文書抜粋:
<<<<
だからこそメディアのエロス論によって、理知的かつ明晰的に原因を解明する必要がある。
ふーんとは、おそらく感嘆の際に出る言葉だ。しかしどんな感嘆かが謎である。
誰が、いつなんどき、この言葉を生み出したのだろう。
考えれば考えるほど情景が想像できない。ちなみに、2年ほど前にできたスラングのようだが正確な起源はわかっていない。
前提として、人はふーん、と言う時、一度他者の発言を持ち帰っている。しかしそこに含まれる意思表示としての意味は複数パターンあるだろう。①興味ない時のふーん、②興味深い時のふーん、③理解するため時間稼ぎのふーん、④反対の意思表示をするふーん!
この場合どれだろうか。④はないだろう。キレ気味でふーん!エッチじゃん!と言われてもどう謝っていいかわからない。
③も違うように思う。その後間髪なくエッチじゃん、と太鼓判を押しているし、仮に不確かな理解の結果を壁打ちするみたく自信なさげにふーん、、、エッチじゃん(?)と言われてもなんか照れる。
②の場合、興味深くふーん、エッチじゃんを言っている場合はどうだろうか。
それはそれで奇妙だろう。普通に考えれば脊髄反射の「エロ!」で済む会話が、まるで仮想通貨について話し合う意識高い学生のような感嘆詞の使い方になっている。そんな賢いこと言ってる風にキメ顔でエッチじゃん、と言われても比較的ぶん殴りたくなる。
と、では①はどうだ。しかしこれも難しい。
仮に①とすれば、興味がない素振りでエッチじゃんと言うのはどんな状況か。普通おかしいだろう。なぜならエッチ、つまりエロスは性的衝動であり、そもそも理性的思考ではなく、本能だ。エッチという性的衝動は、興味がないという冷静な思考とは一般に同居し得ない。
ひょっとするとこれは、月曜2限の文学論で学んだ主体の喪失化なのか。戦後、敗戦国となった日本では、家族の形態は国家と同じ道をたどり、すなわち我々は絶対的な個の喪失、共同化の道を歩んでいる。そういった中で、絶対的な主体というものも主客分離が曖昧になる中で、さながら仏教のように一如になっていく。
文学でいえば、小島信夫の抱擁家族といった作品で、自己の喪失をテーマに、どこか他人事のように物語が描写される。
そういった個の喪失や、一人称の視点の客体化、あたかもエッチと感じたのは自分なのに「客観的にいえばエッチなのでは?」といった意味のわからない、温度の無い第三者目線ぽく表現する、ある種の仏教じみた悟りの境地が、「ふーん、エッチじゃん」には内包されている可能性が高い(低い)。
>>>>
データ抜粋:
<<<<
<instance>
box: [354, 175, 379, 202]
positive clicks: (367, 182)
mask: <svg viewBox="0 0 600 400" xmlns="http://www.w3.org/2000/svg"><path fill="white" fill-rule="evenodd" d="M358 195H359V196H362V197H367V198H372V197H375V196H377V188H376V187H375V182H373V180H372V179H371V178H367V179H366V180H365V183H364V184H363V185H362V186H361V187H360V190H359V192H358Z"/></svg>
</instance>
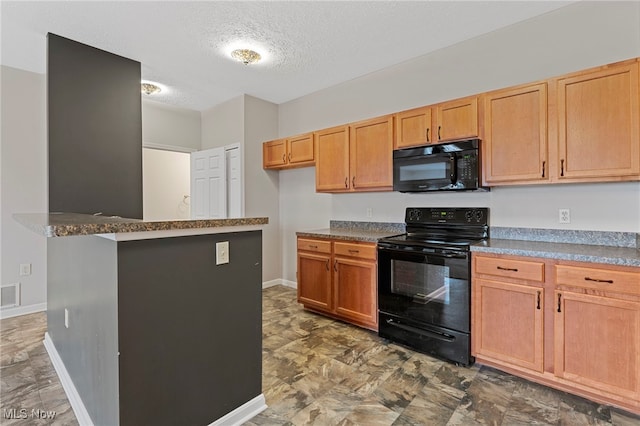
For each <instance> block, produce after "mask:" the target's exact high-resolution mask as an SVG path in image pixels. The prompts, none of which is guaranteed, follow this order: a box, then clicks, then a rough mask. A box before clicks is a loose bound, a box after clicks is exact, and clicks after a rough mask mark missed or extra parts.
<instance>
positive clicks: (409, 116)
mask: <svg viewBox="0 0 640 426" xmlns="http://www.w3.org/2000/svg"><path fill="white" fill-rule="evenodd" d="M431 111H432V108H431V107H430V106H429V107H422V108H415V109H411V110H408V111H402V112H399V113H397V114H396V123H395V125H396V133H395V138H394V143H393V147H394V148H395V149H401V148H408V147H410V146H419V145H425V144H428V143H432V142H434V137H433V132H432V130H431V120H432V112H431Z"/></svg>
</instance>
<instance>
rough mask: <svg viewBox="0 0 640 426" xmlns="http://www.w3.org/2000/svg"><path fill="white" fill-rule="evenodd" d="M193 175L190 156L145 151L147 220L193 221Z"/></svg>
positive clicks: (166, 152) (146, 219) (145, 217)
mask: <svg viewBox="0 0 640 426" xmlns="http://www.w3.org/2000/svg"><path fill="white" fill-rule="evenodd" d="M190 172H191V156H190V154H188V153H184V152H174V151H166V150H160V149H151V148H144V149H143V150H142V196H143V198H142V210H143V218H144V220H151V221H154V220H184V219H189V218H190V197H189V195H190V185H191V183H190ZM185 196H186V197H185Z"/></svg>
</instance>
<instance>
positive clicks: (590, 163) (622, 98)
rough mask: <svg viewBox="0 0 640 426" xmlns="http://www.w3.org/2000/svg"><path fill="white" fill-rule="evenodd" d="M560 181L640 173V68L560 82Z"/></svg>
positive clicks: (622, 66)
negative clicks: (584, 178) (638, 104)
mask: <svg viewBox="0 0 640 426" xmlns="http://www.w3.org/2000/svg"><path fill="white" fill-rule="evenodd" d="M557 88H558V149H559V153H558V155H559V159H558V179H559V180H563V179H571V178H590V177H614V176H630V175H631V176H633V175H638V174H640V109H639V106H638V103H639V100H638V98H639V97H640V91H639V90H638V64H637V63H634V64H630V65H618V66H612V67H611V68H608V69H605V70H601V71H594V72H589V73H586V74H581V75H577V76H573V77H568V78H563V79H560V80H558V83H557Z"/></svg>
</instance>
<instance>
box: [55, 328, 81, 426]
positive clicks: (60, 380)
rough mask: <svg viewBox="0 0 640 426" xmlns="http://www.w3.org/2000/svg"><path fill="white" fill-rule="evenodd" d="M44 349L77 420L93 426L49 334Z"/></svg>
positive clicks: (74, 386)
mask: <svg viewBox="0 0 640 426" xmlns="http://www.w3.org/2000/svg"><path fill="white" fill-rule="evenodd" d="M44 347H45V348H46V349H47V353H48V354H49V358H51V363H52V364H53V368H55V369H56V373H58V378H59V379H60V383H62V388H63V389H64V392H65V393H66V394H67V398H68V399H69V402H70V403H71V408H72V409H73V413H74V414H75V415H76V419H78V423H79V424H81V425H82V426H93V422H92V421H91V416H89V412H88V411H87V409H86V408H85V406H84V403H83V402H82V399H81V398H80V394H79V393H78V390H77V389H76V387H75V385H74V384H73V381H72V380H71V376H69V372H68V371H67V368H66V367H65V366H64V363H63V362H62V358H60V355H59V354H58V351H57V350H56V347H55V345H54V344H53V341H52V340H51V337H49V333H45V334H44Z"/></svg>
>>>>
やること:
「ふーん、エッチじゃん」を論じた上の文書抜粋から、「だからこそメディアのエロス論」で始まり「反対の意思表示をするふーん!」で終わる部分を一字も変えずに書き写してください。

解答:
だからこそメディアのエロス論によって、理知的かつ明晰的に原因を解明する必要がある。
ふーんとは、おそらく感嘆の際に出る言葉だ。しかしどんな感嘆かが謎である。
誰が、いつなんどき、この言葉を生み出したのだろう。
考えれば考えるほど情景が想像できない。ちなみに、2年ほど前にできたスラングのようだが正確な起源はわかっていない。
前提として、人はふーん、と言う時、一度他者の発言を持ち帰っている。しかしそこに含まれる意思表示としての意味は複数パターンあるだろう。①興味ない時のふーん、②興味深い時のふーん、③理解するため時間稼ぎのふーん、④反対の意思表示をするふーん!